Can you give back the material, starting at its first line and ending at the line containing "<point>193,305</point>", with "rear" swapped for "back" and everything else unchanged?
── Data provided ──
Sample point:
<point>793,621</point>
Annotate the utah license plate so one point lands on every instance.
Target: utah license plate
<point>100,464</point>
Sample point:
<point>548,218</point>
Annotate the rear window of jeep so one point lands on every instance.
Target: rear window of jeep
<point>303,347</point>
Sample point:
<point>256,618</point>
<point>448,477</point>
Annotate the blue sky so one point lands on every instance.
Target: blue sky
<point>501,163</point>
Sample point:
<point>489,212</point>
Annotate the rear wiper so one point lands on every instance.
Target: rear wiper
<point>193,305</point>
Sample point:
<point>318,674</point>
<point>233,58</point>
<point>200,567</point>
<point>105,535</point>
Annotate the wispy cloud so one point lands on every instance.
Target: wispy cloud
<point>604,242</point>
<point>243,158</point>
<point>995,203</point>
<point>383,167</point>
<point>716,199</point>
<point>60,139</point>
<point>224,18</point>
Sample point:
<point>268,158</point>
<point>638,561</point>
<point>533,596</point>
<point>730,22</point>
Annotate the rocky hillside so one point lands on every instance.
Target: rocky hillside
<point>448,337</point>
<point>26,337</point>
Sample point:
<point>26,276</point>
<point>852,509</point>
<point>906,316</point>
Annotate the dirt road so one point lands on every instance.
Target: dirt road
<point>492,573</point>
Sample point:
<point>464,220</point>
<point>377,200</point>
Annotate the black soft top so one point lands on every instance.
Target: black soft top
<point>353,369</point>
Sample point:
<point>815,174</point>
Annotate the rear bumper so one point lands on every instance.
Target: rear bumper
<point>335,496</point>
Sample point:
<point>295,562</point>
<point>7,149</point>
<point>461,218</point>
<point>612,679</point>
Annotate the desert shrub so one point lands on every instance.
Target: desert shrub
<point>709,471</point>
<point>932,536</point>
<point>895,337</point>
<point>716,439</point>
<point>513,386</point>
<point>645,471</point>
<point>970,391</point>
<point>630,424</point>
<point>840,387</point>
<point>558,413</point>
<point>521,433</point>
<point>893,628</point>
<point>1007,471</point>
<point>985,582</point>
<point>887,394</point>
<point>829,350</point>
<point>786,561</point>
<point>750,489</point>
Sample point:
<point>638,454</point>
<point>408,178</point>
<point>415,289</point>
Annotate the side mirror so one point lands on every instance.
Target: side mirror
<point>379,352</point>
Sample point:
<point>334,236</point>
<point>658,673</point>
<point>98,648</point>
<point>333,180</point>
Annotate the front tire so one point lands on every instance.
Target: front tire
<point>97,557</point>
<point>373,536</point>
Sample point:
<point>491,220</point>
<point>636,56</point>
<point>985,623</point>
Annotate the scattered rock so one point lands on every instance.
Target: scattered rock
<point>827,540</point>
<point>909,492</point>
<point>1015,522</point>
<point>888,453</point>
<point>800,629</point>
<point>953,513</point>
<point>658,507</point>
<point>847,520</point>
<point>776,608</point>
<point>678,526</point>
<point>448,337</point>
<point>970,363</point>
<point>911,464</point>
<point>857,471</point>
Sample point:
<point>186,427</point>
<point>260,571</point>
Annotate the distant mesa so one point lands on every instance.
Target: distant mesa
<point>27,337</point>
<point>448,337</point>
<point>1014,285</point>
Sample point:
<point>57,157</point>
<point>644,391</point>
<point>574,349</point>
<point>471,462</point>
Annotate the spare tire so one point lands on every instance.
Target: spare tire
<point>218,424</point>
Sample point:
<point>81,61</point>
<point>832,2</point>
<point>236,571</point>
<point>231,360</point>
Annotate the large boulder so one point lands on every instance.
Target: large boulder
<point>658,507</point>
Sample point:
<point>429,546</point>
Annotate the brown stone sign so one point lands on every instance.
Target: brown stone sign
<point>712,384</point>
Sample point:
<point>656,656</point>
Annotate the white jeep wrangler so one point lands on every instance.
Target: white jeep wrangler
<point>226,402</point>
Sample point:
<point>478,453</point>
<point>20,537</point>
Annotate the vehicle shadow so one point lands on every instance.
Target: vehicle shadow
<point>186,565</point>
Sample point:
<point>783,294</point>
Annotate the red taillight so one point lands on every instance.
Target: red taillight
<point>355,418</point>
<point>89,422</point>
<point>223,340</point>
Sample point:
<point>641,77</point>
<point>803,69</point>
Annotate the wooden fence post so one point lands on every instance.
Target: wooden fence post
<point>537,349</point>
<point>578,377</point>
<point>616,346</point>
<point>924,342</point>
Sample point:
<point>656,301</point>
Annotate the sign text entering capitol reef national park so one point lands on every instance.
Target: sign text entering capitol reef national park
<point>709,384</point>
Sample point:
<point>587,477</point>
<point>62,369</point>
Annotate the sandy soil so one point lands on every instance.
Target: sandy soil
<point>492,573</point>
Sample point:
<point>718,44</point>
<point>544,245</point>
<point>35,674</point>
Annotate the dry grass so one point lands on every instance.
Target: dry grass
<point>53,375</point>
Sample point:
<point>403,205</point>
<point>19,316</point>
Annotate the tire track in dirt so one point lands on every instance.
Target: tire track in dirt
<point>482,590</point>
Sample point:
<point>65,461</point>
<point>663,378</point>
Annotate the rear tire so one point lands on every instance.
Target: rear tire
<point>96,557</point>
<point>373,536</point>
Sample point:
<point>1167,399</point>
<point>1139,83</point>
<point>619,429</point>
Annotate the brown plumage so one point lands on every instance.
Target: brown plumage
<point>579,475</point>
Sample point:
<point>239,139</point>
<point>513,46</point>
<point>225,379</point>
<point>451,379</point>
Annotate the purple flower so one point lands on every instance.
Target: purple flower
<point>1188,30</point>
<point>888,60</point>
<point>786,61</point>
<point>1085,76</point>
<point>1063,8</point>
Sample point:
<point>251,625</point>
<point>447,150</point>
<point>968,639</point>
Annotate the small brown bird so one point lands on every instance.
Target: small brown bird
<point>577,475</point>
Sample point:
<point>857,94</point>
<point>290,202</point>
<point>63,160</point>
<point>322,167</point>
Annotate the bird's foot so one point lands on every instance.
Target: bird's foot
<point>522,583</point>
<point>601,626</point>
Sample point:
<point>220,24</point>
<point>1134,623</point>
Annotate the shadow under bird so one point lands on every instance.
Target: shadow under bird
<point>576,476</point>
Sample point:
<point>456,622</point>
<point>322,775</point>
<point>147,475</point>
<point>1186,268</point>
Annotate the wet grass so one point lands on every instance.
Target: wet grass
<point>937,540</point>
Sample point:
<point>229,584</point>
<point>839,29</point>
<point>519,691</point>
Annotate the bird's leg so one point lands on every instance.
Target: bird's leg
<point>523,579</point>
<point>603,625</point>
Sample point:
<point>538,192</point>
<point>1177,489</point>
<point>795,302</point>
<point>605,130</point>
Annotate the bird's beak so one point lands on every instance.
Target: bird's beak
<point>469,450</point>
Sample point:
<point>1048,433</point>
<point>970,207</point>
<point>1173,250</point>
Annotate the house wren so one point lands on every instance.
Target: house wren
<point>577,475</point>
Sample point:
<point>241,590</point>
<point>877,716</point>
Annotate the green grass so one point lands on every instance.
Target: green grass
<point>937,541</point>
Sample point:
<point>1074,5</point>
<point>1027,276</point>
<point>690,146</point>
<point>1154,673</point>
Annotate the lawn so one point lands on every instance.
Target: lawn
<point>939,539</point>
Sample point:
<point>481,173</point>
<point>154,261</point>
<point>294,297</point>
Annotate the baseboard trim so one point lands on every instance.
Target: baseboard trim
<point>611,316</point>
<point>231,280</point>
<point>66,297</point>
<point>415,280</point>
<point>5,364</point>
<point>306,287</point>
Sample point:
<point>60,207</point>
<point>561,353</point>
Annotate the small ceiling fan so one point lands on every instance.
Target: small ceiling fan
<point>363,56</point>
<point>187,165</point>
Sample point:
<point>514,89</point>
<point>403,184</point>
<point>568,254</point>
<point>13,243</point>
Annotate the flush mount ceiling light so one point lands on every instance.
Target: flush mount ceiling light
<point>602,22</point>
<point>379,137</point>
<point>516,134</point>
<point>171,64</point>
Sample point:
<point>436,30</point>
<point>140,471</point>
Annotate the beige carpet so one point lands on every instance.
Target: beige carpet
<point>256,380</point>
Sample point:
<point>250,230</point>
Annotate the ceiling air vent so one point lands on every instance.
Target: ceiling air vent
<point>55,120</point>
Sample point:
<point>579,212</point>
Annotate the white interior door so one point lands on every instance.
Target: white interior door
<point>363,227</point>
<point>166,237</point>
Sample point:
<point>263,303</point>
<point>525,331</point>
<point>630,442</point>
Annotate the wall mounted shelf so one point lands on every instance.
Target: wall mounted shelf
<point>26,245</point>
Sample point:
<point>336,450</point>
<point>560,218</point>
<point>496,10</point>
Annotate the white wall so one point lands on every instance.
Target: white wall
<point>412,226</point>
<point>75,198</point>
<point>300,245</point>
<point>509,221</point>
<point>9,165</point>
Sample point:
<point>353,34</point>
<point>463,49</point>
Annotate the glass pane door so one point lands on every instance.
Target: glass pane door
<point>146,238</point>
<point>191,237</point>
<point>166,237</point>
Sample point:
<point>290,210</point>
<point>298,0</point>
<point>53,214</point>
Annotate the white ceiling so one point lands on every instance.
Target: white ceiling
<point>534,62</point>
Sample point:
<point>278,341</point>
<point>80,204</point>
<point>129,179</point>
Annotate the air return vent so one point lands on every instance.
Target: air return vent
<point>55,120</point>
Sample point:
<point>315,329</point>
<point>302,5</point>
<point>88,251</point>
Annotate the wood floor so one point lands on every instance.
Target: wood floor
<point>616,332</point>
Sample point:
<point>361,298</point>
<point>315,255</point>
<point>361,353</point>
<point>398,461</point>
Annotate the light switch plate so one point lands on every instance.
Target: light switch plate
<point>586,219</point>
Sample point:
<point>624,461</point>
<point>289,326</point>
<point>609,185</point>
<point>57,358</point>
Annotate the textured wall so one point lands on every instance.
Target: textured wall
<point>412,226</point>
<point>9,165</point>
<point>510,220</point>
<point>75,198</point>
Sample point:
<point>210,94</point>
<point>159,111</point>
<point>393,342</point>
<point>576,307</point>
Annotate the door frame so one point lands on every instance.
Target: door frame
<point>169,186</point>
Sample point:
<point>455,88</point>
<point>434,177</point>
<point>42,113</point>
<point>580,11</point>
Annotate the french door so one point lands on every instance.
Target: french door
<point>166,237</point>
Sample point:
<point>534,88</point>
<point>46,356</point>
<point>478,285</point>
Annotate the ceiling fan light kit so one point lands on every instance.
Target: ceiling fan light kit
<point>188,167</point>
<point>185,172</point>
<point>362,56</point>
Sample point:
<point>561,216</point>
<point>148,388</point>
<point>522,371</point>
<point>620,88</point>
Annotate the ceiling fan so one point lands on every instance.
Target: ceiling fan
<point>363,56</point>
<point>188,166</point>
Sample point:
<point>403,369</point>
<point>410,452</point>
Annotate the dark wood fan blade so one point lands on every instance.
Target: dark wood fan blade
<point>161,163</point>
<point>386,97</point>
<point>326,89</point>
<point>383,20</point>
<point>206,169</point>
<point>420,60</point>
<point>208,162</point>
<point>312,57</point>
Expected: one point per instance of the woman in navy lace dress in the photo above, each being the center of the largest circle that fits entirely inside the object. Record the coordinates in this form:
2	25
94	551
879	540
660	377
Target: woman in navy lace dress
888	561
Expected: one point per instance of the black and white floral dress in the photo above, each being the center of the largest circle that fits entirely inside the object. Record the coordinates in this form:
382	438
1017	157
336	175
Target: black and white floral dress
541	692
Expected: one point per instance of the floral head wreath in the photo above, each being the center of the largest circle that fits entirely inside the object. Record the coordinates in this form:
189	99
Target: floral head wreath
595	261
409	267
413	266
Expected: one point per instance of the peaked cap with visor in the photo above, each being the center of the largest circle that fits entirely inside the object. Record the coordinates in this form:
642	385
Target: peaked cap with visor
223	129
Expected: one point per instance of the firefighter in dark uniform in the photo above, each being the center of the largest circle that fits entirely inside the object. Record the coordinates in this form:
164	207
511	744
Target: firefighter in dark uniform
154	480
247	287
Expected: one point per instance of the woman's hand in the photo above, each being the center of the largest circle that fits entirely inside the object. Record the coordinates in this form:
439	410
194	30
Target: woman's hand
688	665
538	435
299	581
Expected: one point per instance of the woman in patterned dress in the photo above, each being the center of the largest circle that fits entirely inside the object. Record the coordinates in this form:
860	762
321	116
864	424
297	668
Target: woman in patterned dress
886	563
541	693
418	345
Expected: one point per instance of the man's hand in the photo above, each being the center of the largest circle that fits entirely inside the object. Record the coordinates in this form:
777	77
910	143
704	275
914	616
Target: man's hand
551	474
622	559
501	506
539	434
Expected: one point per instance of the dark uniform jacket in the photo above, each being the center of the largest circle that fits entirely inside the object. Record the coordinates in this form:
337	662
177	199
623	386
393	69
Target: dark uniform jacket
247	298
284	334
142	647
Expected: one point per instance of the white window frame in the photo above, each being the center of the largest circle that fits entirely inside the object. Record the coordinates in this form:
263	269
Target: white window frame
───
Result of this task:
Sample point:
<point>793,621</point>
Annotate the utah license plate so one point lands on every instance.
Target: utah license plate
<point>100,464</point>
Sample point:
<point>548,218</point>
Annotate the back window of jeep so one point lands on every instance.
Target: back window of jeep
<point>303,347</point>
Sample point:
<point>256,618</point>
<point>448,477</point>
Annotate the blue sky so one point lands on every instance.
Target: blue sky
<point>501,163</point>
Sample point:
<point>489,212</point>
Annotate the back wiper so one point lands on every instance.
Target: back wiper
<point>193,305</point>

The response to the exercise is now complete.